## Exercise aim
Leave the pictures out and give every entry again exactly.

-- Data records follows --

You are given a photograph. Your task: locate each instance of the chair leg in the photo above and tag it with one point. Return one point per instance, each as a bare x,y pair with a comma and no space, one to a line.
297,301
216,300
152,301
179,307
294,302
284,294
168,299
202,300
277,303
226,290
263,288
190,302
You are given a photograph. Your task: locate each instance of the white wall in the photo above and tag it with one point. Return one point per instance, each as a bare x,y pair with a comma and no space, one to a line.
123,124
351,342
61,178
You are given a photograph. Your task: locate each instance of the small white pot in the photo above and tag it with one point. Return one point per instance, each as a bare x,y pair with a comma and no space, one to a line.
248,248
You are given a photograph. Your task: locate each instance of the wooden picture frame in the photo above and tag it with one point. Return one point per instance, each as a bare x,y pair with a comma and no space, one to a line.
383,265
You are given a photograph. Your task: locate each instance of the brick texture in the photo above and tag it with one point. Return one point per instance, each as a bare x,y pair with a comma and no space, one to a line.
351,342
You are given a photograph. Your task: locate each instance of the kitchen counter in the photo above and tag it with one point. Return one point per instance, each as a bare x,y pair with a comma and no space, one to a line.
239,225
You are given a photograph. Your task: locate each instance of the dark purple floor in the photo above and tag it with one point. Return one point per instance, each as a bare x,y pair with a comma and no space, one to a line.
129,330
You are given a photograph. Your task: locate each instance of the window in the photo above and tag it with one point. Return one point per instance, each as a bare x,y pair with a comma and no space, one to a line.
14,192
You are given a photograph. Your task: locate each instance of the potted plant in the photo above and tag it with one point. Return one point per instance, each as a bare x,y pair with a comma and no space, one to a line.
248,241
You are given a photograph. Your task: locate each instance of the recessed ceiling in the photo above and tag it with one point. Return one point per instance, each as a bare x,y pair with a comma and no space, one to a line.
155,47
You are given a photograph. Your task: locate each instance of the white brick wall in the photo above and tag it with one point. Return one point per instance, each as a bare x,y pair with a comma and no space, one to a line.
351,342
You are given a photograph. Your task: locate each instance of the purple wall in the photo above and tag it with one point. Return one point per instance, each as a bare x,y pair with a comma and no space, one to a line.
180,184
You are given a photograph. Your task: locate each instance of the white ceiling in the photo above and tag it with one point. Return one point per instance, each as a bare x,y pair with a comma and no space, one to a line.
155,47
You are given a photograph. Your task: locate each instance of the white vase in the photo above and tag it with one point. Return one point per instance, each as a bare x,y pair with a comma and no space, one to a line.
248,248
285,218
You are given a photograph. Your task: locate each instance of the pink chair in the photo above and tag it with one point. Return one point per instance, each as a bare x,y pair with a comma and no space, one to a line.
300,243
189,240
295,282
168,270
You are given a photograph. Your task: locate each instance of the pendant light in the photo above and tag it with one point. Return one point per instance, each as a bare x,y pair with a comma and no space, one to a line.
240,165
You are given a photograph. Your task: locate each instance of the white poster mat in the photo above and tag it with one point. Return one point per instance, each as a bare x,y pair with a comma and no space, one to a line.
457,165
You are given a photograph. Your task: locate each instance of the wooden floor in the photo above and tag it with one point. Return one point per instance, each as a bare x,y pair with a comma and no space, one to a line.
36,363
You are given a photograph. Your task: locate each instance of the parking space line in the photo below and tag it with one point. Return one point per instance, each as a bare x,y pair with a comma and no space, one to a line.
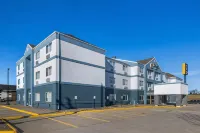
19,110
93,118
65,123
11,127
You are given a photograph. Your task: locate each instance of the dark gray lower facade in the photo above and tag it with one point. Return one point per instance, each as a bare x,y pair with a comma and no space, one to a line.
42,90
81,96
175,99
121,96
20,93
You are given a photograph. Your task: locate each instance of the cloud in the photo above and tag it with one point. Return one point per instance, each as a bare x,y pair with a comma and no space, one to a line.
190,73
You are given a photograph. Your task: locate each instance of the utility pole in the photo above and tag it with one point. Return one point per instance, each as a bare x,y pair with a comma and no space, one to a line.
8,86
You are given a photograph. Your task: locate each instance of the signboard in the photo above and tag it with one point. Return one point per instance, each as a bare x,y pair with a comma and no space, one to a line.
185,69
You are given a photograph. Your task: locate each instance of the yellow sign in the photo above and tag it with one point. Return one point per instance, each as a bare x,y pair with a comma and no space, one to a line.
185,69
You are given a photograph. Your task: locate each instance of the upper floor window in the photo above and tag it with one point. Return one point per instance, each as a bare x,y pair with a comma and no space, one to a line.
38,75
141,83
157,75
149,85
18,81
48,48
125,82
112,63
141,70
125,97
125,68
149,73
48,71
48,96
38,55
112,80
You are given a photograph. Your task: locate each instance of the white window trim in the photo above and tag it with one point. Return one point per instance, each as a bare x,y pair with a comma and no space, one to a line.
37,55
36,75
49,48
37,97
18,97
48,72
46,97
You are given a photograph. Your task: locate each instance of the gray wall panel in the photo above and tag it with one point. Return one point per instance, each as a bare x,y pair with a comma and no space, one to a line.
21,92
84,96
46,88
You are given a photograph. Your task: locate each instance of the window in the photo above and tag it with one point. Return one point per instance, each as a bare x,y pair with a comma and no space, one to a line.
112,63
18,81
38,75
48,48
125,82
124,67
125,97
141,70
18,97
149,72
141,83
112,80
48,97
157,75
48,71
149,84
141,97
38,55
37,97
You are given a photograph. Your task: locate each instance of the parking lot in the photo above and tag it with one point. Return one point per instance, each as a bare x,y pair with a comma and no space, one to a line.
116,120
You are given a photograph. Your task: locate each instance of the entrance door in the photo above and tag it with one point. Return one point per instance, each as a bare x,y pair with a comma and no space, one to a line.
29,99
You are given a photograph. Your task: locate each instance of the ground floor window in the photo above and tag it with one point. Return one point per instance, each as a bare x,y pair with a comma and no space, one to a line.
125,97
48,97
37,97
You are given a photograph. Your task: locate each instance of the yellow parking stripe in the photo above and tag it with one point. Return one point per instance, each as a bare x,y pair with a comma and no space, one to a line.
22,111
11,127
65,123
93,118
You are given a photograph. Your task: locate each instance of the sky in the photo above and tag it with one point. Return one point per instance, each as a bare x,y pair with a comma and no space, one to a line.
168,30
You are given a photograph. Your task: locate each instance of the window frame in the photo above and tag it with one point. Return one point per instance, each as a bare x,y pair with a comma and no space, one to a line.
18,97
37,56
48,48
46,100
37,94
124,81
125,97
141,83
18,81
48,71
36,76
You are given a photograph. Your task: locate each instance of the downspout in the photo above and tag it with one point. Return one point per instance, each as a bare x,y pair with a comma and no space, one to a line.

-- Data records concluded --

## Solution
You are given a photograph. Your task: locate each instance of the chair leg in the photo above and tag it with one point. Return one point per instance, each as a bare x,y pair with a comma and no space, one to a line.
297,301
216,300
152,301
179,307
294,302
284,294
168,299
202,300
277,303
226,290
263,288
190,302
You are given a photograph. Your task: locate each instance of the white wall in the photo above and tag it with one point. Return one point per instance, each as a bare x,y pair with a comma and no space, one to a line.
123,124
351,342
61,178
You are given a photograph. Your task: locate each instance of the small white pot in the photo above and tag it with one point. Return one point per instance, each as a bare x,y pair with a comma and no space, one to a line.
248,248
You are given a photograph. Your task: locate each instance of the wooden picture frame in the photo above and tag it with one point. Return one point per instance, each as a bare x,y pair with a comma and no space, one to a line.
383,265
You are given a photograph. Your task: locate each instance of the brick texture in the photo above and tag it with one point. Return one point per instance, each as a bare x,y pair with a comma and no space, one to a line.
351,342
You are given a photograph. Your task: locate each instance of the kitchen counter in the photo above and tag it with one point. Return one point per instance, each as a bare x,y pair with a comma and no space, one to a line.
239,225
You are given a photograph. Your task: locate each instance of the dark purple floor in the photo above and tag it with one point. Return one point per instance, each as a bare x,y pair with a comma and no space, one to a line.
129,330
You are given a photograph. Your task: locate each instance of the window in the photo above and tag it with one point. Return one point per instance, each as a bare x,y pair with a comma and no space, one to a line.
14,192
You are given a photograph. Your task: locate each instance of the potted plant in the photo above and tag it with one point. Return one point per instance, each as a bare x,y pair with a comma and no space, one to a line.
248,241
You are given a photograph. Your task: locate each instance of the recessed ceiling in the photo above and tag it with one point. Return one point per instance, each as a bare x,y pair with a comma and no space, one to a line.
155,47
You are given a photograph. Your task: locate each instance of the white brick wall in the photo above and tag it with one point. Return one point per instance, each as a bare x,y pair with a comma and no space, one to a line.
351,342
You are given a photograph. Your task: locate each instance of the purple wall in the photo above and tag it with one point. Return one point per instance, each as a bare x,y pair with a comma and no space, one to a line.
180,184
You are given a photograph. Your task: locate each instance of the white ceiling in the photo above and tag it with one point. Return one point per instance, each as a bare x,y pair with a comma and no space, one to a line.
155,47
You are given a photograph. Your task: locate each instance of the white vase in the photo above and tag it with one point. Return one point per instance, each as a bare x,y pair with a comma and no space, one to a line.
248,248
285,218
You are given a photograph. Your task: locate each instance of the pink chair in the photo above and tag it with one point. Return one point per instance, each as a bare x,y pair with a comma and no space, one to a line.
300,243
189,240
295,282
168,270
You are given a photograph. Your task: locate each instance of the pendant light in the photo above and tag it with one point. Return one point per instance, each as a bare x,y pair with a comma and no space, one to a line.
240,165
You are given a photograph. Your task: locate each instance of the white poster mat in the photo above and tag it with one point. Return one point per instance, each as a bare x,y pair with a comma and no space, one to a line.
457,165
You are given a photograph. Your task: locate each instance of the wooden floor in the photo above and tag it with one point. Return one point per instance, each as a bare x,y pair with a comma and no space, one to a line.
36,363
You are given a photograph. Your task: locate each instance of the parking space line in the photo below and tag it with one point. Return one point per instance, each as a bare x,y pair with a comma and no space, one to a line.
19,110
93,118
65,123
11,127
You are given a photograph. Your task: locate each instance of the dark gray lower facade in the photo above and tag it with one point. Return one point per instance, each as a bare x,y pair with a comma and no space, one to a line.
42,90
81,96
175,99
121,96
20,93
You are given a photograph. Your task: locate each instance of the cloud in the photo above and tag it with one point. Return one point per instance, each as a bare x,y pair with a comma and no space, one to a line.
190,73
You are given a photograph. Your task: locate each instance of the utility pole in the photo above and tag it with one point. Return one point per instance, each as a bare x,y pair with a comma and no space, one to a line.
8,86
You are given a photograph. Your task: locate each instance of the signboard in the photo above and tag it with one point. Return one point per instance, each as a bare x,y pair with a comma and no space, one to a line.
185,69
You are given a photograph. Your task: locate each instance of the yellow sign in the photo above and tag it with one point. Return one point per instance, each as a bare x,y pair with a comma and no space, one to a line.
185,69
You are given a photograph. Your task: locate each instance of the upper floor window in the photo above and tag it with one point. Return one point per instance, each as a bare x,y pair with a comma and no space, one to a line.
38,75
141,83
157,75
149,85
18,81
48,48
125,82
112,63
141,70
125,97
125,68
149,73
48,71
48,96
38,55
112,80
You are given a photograph. Your task: locate each instance of the white window trim in the photo above and tag it with one point. Return one point per instance, each as a bare x,y pair with a comma and no space, one to a line.
37,55
36,75
49,48
37,97
18,97
48,72
46,97
You are given a photograph. Your task: locate each instance of the gray wall panel in the photo above and tag it with one point. Return one point per instance, each as a bare x,y pair with a comma and no space, one to a line.
21,92
84,96
46,88
You are given a photograph. Your task: locate each instance of the window in the photo above and tag it with one point. Return one point per instance, each as a bare x,y pair with a comma and no space, one to a line.
112,63
18,81
38,75
48,48
125,82
124,67
125,97
141,70
18,97
149,72
141,83
112,80
48,97
157,75
48,71
149,84
141,97
38,55
37,97
You are given a photograph. Your task: locate each instance of the parking lot in the photo above and tag it with one point. Return one point per instance, each as a bare x,y pair with a comma and no space, one to a line.
116,120
You are given a photograph. Your task: locate each instance of the entrance door in the photo above and tag it with one point. Return one point per instance, each as a bare x,y pair with a comma and no space, one to a line.
29,99
You are given a photograph. Your task: locate each instance of the ground floor window in the photo above and tag it with one point. Return one point per instance, each as a bare x,y pair with a comma and no space, one to a line.
125,97
48,97
37,97
You are given a photograph. Your task: locate each instance of the yellow parking stripe in the photo above and tag it with one point. Return one point per instance, each as a bare x,y pair with a comma and no space, one to a line.
22,111
11,127
65,123
93,118
You are given a photograph. Your task: locate each instance of the sky in the photo above and tag it with one point. Return one point per instance, each as a bare x,y pair with a comma and no space, one to a line.
168,30
You are given a photograph. Your task: locate each instance of the window frame in the photo above and tag it with one point. Return one point per instance, each as a bare x,y pair with a comma and no space, one to a line.
18,97
37,56
48,48
46,100
37,94
124,81
125,97
141,83
18,81
48,71
36,76
You are given a photograph. Your task: locate each instance of the downspout in the photo above and tag it with one point. Return one point per instance, each as a bare x,y pair with a comma and no space, one to a line.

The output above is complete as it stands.